[Opening Excerpted passage section]

Robin Wooffitt (central figure in the photograph) reflects on presenting to three very different kinds of disciplinary audiences:
- the Department of Sociology at the University of Leicester (as a contributor to the Department's seminar programme);
- members of the Society for Psychical Research (as plenary speaker at the Society's annual conference)
- child and adolescent psychotherapists (at the Leeds-based Northern School of Child and Adolescent Psychotherapy, as part of their interdisciplinary seminar programme).
My topic for each talk was a form of coincidence that occurs in everyday social interaction, where one person's unstated thought or mental imagery is reflected in another person's figurative or playful talk. The sociologists were interested in how this apparent confluence of one person's inner experience and another person's publicly expressed utterances can add to recent sociological research on the role of the private, or interiority, in social life. The Society for Psychical Research were interested in the apparent parapsychological aspects of this phenomenon - the person who first noticed it even called it an 'ESP pun', where ESP stands for Extra Sensory Perception. And the psychotherapists were interested in the ways that the phenomenon illuminated psycho-dynamic tensions that they see regularly in their clinical practice. So I was exposed to three intersecting perspectives on my research: the sociological, the parapsychological, and the psychotherapeutic.

[Closing Excerpted passage section]

Check your understanding =>
A - Answer these questions from the passage on presenting to three audiences:
(i) In which city is the Northern School of Child and Adolescent Psychotherapy based?
(ii) In what capacity did Robin Wooffitt address the Society for Psychical Research?
(iii) What name did the person who first noticed the phenomenon give to it?
B - Extract the portion of the passage on presenting to three audiences from "Robin Wooffitt (central" up to and including "Society's annual conference)".
C - Continue the passage on presenting to three audiences, beginning after its final sentence.
The entries that follow have no connection to the passage on presenting to three audiences.

[Opening Data extracts section]

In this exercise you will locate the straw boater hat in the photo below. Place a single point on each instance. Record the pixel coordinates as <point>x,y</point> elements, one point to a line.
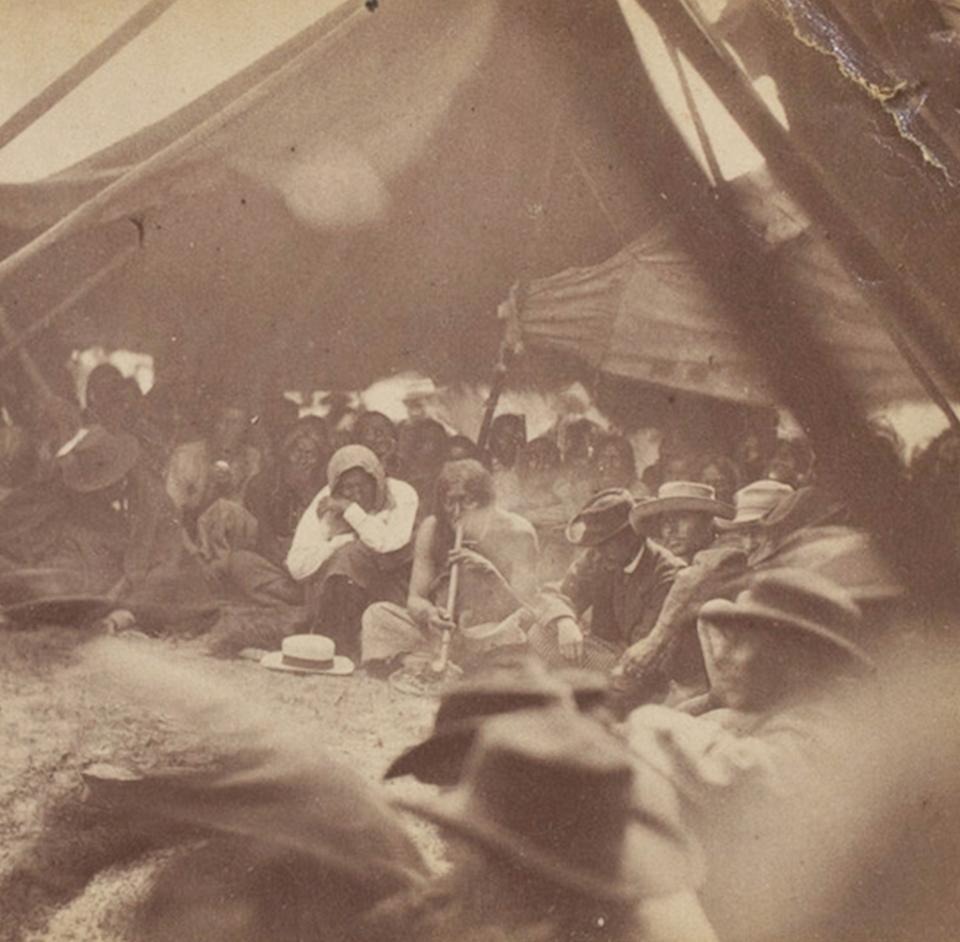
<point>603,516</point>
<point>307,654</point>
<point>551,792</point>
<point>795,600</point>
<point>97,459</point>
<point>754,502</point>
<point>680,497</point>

[Closing Data extracts section]
[Opening Data extracts section]

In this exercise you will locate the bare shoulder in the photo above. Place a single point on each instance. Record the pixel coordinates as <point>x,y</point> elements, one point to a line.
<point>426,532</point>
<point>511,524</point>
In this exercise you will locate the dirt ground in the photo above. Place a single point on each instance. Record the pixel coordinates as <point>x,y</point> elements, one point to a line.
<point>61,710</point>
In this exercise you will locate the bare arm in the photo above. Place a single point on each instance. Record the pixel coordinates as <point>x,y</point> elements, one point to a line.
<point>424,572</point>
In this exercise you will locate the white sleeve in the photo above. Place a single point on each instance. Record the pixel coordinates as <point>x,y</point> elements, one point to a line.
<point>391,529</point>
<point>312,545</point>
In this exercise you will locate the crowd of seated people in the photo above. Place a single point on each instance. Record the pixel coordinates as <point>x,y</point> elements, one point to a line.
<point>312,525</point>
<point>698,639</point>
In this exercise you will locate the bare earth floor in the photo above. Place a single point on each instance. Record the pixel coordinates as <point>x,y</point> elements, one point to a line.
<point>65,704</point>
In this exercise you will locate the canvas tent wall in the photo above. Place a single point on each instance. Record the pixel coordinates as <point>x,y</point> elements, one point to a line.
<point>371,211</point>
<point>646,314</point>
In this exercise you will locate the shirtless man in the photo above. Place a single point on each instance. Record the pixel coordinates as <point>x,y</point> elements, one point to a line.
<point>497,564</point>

[Closing Data extracts section]
[Opening Data extracts section]

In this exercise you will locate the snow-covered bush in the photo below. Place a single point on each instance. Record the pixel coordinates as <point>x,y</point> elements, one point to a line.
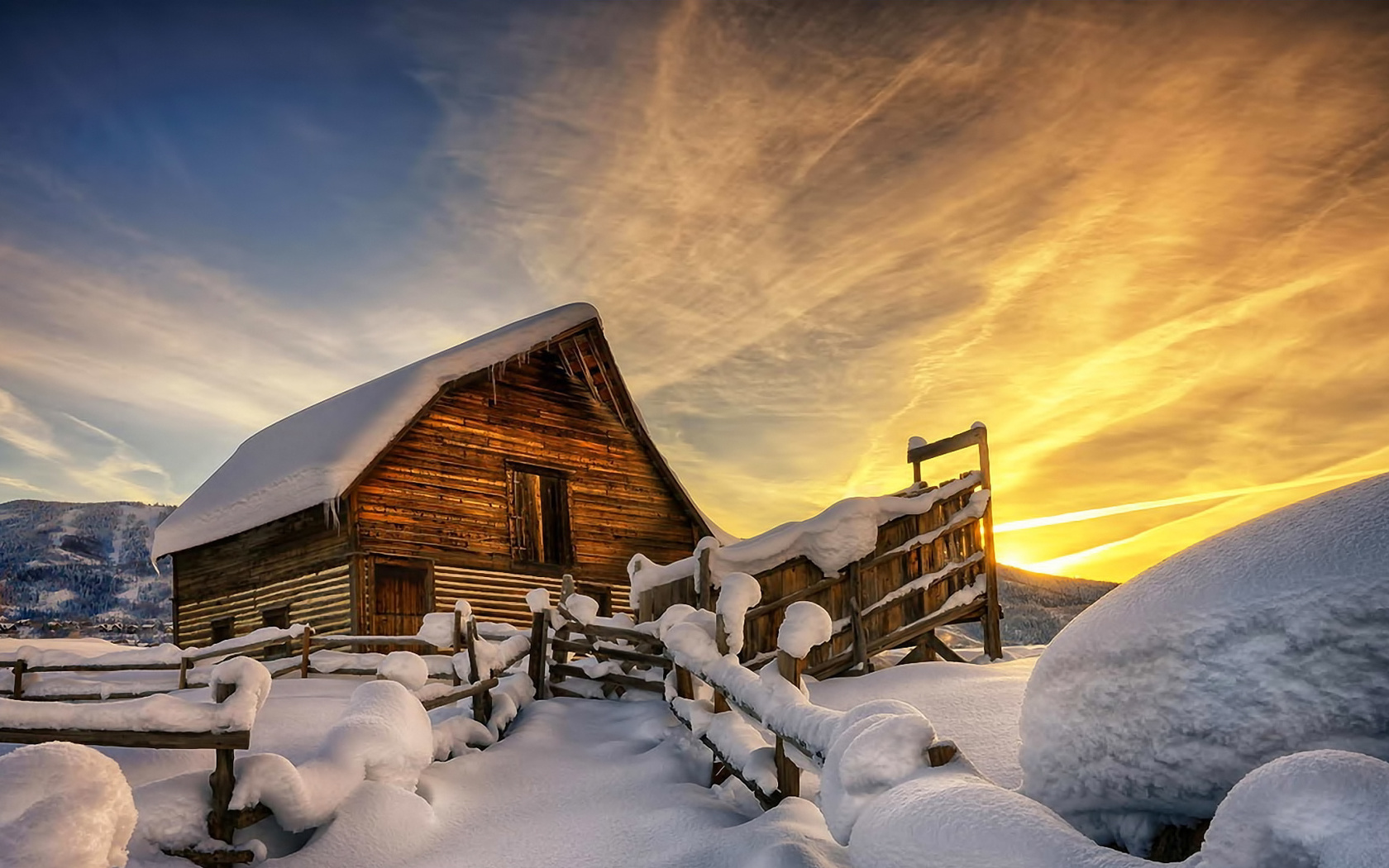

[Closing Data extracts section]

Answers to the tasks =>
A -
(i) Leeds
(ii) As plenary speaker at the Society's annual conference
(iii) An 'ESP pun'

B -
Robin Wooffitt (central figure in the photograph) reflects on presenting to three very different kinds of disciplinary audiences:
- the Department of Sociology at the University of Leicester (as a contributor to the Department's seminar programme);
- members of the Society for Psychical Research (as plenary speaker at the Society's annual conference)

C -
The questions and comments I received have been extremely useful in suggesting ways to take the research further, but in unexpected ways. A comment from a sociologist illuminated an aspect of the phenomenon that I had considered to be a more psychological issue; a psychotherapist offered an observation that touched directly on parapsychological features; and the Chair of the SPR conference pointed me to new sources of data. The various comments and questions emphasised interdisciplinary overlaps that will be significant in my future work. The experience of talking to three very different kinds of audiences has been a salutary reminder of just how arbitrary disciplinary boundaries can be.